— Begin Input for this task —

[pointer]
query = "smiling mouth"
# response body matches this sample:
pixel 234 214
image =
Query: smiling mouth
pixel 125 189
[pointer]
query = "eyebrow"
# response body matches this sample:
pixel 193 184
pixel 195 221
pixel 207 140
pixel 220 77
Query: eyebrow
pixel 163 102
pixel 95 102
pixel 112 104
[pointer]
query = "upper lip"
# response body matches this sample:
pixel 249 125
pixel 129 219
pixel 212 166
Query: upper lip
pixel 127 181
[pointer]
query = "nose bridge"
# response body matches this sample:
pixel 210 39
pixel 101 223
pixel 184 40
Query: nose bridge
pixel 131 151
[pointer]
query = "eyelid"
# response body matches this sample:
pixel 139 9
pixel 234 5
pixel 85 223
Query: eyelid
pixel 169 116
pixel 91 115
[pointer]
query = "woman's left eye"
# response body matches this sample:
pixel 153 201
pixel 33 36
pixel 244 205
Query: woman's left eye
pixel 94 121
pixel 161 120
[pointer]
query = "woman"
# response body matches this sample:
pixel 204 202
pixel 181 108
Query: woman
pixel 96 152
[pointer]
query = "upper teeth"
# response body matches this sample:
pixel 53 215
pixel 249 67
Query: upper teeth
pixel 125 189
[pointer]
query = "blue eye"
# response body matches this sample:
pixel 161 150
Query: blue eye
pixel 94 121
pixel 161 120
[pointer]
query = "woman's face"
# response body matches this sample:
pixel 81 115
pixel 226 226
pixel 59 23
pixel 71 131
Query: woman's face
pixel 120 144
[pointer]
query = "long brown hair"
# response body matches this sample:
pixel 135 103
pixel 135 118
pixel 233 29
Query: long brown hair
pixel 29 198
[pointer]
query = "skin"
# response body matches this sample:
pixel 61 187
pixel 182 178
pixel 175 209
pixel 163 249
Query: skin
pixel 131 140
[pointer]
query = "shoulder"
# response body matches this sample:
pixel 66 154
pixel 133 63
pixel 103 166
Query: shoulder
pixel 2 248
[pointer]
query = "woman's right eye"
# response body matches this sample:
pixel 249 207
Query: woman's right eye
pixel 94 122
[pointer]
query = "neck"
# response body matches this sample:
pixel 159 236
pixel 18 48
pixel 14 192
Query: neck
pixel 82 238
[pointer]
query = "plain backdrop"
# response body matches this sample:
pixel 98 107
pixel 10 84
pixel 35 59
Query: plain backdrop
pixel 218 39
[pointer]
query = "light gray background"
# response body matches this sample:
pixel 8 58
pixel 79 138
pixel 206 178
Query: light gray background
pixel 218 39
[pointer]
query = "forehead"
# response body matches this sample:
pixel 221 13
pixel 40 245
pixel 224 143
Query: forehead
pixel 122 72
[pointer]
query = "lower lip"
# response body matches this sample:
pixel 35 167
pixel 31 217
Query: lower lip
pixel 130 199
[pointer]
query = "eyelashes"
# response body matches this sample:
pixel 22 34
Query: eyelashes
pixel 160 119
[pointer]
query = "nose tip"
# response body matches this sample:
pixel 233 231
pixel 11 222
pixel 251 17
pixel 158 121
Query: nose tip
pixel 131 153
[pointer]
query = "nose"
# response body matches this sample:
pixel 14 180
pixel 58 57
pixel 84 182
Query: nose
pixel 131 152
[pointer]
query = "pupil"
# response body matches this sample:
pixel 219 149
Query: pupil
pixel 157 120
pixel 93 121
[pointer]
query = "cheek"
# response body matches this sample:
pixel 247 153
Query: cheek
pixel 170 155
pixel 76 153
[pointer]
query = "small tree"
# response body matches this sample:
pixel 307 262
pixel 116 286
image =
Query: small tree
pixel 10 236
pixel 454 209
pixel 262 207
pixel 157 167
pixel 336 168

— End Input for this task —

Required task: Print the whole listing again, exactly.

Final answer:
[pointer]
query = "smiling mouth"
# response body matches this sample:
pixel 234 214
image =
Query: smiling mouth
pixel 125 189
[pointer]
query = "eyebrow"
# response body matches this sample:
pixel 193 184
pixel 195 221
pixel 207 140
pixel 220 77
Query: eyebrow
pixel 163 102
pixel 95 102
pixel 112 104
[pointer]
query = "upper lip"
# response body matches this sample:
pixel 249 125
pixel 129 219
pixel 212 166
Query: upper lip
pixel 127 181
[pointer]
query = "nose bridge"
# response body matches this sample:
pixel 210 39
pixel 101 223
pixel 184 40
Query: nose bridge
pixel 131 151
[pointer]
query = "eyelid"
# response body matches this sample:
pixel 139 9
pixel 234 5
pixel 85 223
Query: eyelid
pixel 169 116
pixel 91 115
[pointer]
query = "woman's left eye"
# response body matches this sample:
pixel 153 201
pixel 33 36
pixel 244 205
Query: woman's left eye
pixel 94 121
pixel 161 120
[pointer]
query = "woman"
# response body matches this sample:
pixel 204 202
pixel 181 108
Query: woman
pixel 96 152
[pointer]
query = "upper teeth"
# response body matches this sample:
pixel 53 215
pixel 249 67
Query: upper teeth
pixel 125 189
[pointer]
query = "blue eye"
# response body matches this sample:
pixel 161 150
Query: blue eye
pixel 94 121
pixel 161 120
[pointer]
query = "woman's face"
# response body matches this sample:
pixel 81 115
pixel 226 226
pixel 59 23
pixel 71 131
Query: woman's face
pixel 120 144
[pointer]
query = "long brown hair"
# response body matches this sample:
pixel 135 103
pixel 135 118
pixel 233 29
Query: long brown hair
pixel 29 198
[pointer]
query = "skin"
# response body matches this sample:
pixel 61 187
pixel 182 178
pixel 175 209
pixel 163 249
Query: skin
pixel 131 140
[pointer]
query = "shoulder"
# response body matches this sample:
pixel 66 154
pixel 133 63
pixel 103 166
Query: shoulder
pixel 2 248
[pointer]
query = "woman's right eye"
# response body matches this sample:
pixel 249 207
Query: woman's right eye
pixel 94 122
[pointer]
query = "neck"
# response body matches this sample:
pixel 159 236
pixel 18 48
pixel 14 192
Query: neck
pixel 82 238
[pointer]
query = "plain backdrop"
# response body matches this sample:
pixel 98 107
pixel 10 84
pixel 35 59
Query: plain backdrop
pixel 218 39
[pointer]
query = "light gray background"
# response body matches this sample:
pixel 8 58
pixel 79 138
pixel 206 178
Query: light gray background
pixel 218 39
[pointer]
query = "forehead"
# response body matches this sample:
pixel 221 13
pixel 40 245
pixel 224 143
Query: forehead
pixel 122 72
[pointer]
query = "lower lip"
# response body matches this sample:
pixel 35 167
pixel 31 217
Query: lower lip
pixel 130 199
[pointer]
query = "eyelashes"
# response body matches this sample:
pixel 22 34
Query: eyelashes
pixel 160 119
[pointer]
query = "nose tip"
# response body matches this sample:
pixel 233 231
pixel 11 222
pixel 251 17
pixel 158 121
Query: nose tip
pixel 131 153
[pointer]
query = "nose"
# response body matches this sample:
pixel 14 180
pixel 58 57
pixel 84 182
Query: nose
pixel 131 152
[pointer]
query = "pupil"
# response body matches this sample:
pixel 219 149
Query: pupil
pixel 157 120
pixel 93 121
[pointer]
query = "cheek"
# response body matches this sample:
pixel 247 153
Query: cheek
pixel 170 155
pixel 76 153
[pointer]
query = "small tree"
# response body matches this sample:
pixel 307 262
pixel 116 286
image =
Query: small tree
pixel 10 236
pixel 454 209
pixel 262 207
pixel 157 167
pixel 336 168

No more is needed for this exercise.